Switch "exact" to "precise" in the rows from the top down to the line holding "box: [906, 598, 999, 672]", both ends included, and leave everything else as it is.

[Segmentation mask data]
****

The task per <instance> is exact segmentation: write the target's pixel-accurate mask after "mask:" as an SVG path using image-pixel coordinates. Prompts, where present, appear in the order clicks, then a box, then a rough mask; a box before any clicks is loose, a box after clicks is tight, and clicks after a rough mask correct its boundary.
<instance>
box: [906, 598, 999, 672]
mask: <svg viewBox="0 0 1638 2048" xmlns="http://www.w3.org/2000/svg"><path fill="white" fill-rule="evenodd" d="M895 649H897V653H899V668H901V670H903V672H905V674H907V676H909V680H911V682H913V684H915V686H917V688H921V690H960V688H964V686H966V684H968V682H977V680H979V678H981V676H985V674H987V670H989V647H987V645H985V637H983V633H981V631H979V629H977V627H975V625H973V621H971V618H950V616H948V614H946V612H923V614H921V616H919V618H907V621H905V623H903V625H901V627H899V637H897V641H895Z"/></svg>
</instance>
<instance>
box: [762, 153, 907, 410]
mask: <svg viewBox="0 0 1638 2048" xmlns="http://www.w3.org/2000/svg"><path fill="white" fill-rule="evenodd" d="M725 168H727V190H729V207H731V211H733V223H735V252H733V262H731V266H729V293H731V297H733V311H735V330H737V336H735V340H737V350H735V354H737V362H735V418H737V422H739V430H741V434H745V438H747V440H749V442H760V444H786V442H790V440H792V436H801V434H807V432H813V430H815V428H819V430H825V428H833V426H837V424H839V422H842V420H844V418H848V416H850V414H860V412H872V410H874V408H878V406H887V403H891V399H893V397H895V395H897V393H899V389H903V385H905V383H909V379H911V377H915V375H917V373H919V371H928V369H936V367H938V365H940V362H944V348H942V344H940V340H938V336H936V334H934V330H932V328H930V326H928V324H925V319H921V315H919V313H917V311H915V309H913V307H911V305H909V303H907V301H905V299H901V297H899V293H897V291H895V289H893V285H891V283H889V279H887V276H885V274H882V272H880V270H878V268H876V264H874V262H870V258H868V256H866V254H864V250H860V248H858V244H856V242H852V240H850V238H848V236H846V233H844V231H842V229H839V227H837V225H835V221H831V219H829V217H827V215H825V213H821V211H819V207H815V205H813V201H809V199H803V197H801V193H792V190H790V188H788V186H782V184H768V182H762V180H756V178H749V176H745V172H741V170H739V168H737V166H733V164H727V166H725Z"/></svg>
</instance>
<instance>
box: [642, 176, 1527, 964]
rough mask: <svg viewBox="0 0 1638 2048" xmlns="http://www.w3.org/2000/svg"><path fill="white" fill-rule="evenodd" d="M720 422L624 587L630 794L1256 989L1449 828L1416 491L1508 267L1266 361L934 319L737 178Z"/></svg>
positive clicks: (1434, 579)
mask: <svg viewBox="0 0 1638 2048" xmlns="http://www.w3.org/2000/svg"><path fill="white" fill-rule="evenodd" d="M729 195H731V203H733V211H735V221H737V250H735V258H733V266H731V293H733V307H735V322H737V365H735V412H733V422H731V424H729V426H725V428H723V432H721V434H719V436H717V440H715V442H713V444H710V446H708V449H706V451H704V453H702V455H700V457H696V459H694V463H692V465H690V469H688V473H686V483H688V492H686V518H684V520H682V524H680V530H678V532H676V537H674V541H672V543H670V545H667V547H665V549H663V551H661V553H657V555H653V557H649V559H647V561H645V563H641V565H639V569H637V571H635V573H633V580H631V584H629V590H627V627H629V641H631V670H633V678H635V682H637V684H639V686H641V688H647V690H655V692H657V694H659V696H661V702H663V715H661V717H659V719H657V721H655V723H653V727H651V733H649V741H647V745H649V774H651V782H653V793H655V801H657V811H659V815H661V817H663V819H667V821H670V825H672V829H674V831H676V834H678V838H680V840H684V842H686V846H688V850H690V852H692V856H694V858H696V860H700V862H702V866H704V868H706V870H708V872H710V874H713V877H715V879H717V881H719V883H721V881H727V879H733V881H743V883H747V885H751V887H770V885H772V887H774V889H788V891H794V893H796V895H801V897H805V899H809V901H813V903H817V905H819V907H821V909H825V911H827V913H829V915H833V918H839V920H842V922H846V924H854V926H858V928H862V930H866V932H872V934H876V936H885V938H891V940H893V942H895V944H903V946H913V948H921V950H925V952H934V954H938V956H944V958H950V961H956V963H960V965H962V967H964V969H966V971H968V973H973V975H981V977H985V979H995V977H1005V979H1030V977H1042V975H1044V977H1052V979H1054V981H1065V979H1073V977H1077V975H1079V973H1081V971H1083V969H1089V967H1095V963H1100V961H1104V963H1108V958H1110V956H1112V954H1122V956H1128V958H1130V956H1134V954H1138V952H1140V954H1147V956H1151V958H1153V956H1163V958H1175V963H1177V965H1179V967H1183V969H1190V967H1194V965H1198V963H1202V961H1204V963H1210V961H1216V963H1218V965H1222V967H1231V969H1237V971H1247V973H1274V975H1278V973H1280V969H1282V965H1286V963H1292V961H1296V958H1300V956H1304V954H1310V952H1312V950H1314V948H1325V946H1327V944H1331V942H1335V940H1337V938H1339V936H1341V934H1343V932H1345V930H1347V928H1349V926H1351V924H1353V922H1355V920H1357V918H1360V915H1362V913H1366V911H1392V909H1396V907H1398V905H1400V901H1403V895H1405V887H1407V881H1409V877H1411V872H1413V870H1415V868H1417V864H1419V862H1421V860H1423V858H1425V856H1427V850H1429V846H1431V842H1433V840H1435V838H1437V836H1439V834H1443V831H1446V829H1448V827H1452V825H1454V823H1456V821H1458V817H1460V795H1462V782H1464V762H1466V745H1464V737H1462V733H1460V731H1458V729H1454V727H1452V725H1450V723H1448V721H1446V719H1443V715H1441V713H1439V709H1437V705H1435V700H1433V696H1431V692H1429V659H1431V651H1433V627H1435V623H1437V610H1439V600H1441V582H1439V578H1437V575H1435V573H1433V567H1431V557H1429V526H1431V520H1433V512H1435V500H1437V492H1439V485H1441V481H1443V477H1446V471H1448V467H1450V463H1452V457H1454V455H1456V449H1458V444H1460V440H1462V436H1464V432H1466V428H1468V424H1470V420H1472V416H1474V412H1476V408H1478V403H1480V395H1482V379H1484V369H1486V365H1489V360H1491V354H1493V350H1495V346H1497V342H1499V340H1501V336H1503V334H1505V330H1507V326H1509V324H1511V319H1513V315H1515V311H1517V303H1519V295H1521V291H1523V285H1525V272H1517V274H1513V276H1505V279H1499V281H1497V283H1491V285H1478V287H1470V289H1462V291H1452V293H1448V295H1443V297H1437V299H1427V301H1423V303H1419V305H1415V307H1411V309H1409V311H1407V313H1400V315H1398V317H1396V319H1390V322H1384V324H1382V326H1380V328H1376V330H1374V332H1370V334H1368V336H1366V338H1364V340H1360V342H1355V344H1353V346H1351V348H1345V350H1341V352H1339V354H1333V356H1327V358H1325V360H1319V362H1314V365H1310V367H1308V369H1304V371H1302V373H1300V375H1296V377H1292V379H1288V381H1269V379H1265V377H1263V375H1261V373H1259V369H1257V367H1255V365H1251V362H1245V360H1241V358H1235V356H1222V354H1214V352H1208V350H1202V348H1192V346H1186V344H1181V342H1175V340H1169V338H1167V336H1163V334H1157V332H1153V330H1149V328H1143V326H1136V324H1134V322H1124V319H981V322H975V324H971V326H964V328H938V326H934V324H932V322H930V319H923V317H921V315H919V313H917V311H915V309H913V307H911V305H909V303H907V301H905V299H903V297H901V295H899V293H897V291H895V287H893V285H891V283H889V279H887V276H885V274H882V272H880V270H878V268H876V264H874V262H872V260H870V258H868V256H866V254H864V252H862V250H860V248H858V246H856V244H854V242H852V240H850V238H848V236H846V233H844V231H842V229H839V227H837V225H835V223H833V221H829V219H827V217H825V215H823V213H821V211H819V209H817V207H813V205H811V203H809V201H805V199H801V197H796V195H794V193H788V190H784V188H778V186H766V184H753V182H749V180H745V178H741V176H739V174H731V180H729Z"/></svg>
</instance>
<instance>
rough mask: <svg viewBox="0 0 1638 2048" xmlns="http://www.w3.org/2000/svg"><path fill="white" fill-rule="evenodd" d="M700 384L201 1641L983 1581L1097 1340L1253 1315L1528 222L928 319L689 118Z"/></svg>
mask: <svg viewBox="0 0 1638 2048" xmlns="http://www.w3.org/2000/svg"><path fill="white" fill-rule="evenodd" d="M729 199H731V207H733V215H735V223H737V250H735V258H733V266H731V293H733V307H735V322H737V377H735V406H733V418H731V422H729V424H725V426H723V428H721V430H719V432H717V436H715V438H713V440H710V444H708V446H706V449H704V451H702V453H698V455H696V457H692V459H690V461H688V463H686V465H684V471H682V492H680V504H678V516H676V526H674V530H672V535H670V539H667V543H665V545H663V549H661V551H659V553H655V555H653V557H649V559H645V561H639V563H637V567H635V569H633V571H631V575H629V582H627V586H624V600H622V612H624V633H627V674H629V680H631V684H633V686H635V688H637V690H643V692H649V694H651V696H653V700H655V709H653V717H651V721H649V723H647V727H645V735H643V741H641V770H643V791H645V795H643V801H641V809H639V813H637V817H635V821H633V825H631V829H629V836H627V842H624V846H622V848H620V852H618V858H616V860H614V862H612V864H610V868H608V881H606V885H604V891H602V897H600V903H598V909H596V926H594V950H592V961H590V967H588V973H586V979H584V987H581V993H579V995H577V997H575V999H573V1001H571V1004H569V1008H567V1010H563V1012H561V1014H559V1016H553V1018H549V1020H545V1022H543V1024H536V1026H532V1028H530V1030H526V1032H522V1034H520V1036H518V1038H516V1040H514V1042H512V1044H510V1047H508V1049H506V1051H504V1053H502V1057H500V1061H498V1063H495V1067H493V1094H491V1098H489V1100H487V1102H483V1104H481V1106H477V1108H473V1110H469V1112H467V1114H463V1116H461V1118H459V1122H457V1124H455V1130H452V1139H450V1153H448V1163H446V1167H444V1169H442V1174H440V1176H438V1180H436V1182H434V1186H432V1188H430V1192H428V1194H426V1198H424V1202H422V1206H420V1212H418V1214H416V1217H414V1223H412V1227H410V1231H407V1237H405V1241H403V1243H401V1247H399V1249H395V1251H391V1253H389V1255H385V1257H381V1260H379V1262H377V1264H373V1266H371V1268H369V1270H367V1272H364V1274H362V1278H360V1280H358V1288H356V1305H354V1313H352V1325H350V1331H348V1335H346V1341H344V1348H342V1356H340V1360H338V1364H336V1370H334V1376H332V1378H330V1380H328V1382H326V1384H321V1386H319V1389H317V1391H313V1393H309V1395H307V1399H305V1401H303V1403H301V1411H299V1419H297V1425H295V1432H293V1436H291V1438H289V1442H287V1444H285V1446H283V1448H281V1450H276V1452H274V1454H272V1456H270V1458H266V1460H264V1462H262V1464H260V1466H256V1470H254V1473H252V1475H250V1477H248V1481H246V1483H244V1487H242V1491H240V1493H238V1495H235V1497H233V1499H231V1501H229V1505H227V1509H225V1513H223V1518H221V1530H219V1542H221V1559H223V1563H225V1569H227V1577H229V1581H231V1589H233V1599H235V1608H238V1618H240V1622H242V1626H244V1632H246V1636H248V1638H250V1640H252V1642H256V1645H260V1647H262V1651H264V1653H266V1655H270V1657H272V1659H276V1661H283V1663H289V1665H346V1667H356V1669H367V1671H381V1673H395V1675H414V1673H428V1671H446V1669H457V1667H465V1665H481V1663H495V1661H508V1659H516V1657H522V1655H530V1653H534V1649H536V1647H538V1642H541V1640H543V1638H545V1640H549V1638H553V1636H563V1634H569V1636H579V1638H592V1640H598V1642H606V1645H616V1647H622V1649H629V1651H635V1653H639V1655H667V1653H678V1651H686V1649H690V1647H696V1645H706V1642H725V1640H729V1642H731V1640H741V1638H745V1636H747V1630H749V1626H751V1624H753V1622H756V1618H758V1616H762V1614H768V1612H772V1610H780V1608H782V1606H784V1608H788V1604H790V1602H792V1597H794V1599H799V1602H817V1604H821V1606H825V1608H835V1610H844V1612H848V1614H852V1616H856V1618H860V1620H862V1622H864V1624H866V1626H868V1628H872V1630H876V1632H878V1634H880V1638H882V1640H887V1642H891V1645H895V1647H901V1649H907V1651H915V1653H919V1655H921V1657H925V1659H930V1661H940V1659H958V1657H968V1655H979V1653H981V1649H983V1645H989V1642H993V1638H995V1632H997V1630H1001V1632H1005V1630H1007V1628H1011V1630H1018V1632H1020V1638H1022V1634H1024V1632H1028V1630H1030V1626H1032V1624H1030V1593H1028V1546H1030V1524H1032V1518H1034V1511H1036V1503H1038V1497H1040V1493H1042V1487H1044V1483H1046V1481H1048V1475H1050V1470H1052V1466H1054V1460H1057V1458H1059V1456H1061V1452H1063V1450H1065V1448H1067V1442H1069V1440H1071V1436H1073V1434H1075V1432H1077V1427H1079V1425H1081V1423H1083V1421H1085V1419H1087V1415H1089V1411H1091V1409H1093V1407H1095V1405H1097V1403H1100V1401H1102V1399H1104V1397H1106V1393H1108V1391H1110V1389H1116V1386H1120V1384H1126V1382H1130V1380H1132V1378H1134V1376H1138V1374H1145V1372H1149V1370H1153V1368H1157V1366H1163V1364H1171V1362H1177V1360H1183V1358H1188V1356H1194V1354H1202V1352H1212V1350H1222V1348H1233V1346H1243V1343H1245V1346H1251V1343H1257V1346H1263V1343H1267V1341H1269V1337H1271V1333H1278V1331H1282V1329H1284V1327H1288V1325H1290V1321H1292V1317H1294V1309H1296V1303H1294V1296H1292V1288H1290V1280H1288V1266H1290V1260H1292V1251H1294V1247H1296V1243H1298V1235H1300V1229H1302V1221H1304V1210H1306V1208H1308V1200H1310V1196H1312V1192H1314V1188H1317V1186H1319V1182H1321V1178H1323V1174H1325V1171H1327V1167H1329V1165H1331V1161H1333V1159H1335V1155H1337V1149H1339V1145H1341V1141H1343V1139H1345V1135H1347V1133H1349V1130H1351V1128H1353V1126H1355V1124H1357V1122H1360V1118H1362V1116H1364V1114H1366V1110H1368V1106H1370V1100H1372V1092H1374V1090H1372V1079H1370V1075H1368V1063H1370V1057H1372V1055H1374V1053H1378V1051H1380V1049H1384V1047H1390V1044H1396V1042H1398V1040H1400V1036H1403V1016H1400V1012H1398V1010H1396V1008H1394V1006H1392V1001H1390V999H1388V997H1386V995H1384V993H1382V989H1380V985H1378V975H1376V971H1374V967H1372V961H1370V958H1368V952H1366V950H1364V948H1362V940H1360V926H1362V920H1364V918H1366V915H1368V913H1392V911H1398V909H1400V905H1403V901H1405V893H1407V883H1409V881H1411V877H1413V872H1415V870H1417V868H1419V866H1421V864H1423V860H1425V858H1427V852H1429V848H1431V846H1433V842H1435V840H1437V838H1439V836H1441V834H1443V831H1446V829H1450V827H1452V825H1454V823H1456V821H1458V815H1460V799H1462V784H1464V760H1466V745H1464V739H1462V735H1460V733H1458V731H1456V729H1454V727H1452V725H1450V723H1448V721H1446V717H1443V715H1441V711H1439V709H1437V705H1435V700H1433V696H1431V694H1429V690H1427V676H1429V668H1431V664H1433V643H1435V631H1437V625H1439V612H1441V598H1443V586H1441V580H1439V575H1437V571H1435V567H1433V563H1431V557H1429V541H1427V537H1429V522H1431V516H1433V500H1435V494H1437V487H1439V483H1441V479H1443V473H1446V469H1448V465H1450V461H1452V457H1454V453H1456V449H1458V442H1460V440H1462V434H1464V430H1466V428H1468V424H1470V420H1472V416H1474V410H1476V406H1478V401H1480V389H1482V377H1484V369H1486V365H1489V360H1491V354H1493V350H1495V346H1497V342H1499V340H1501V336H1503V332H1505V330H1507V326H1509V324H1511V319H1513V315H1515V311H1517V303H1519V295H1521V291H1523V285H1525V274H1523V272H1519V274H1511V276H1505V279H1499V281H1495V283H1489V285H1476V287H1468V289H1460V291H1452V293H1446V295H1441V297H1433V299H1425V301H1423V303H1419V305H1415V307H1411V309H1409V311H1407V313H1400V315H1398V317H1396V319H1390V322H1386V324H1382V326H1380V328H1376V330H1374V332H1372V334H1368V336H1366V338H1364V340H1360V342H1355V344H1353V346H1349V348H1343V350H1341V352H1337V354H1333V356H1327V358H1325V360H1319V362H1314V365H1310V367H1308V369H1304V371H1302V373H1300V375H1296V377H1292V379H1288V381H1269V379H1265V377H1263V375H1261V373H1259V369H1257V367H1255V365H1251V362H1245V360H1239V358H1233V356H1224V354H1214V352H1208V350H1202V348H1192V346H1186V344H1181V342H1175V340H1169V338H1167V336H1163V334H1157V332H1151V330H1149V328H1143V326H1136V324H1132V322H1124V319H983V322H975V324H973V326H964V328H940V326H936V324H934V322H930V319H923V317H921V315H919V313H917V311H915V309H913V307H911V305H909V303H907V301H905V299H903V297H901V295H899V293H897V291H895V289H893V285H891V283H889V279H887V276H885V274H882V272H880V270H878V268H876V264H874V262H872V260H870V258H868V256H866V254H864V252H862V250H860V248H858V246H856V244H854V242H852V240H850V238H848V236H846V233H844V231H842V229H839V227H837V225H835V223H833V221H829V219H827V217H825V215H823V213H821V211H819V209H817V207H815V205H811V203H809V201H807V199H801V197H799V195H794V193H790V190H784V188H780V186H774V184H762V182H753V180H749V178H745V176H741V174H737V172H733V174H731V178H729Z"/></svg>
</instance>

****

Answer area:
The task per <instance> is precise segmentation: write the target's pixel-accurate mask after "mask:" as an SVG path using image-pixel coordinates. Prompts, where present, appear in the order clicks, then a box, then a rough mask; a box before any clicks is loose, a box after clicks is tight, and clicks after a rough mask correct its boundary.
<instance>
box: [906, 598, 999, 672]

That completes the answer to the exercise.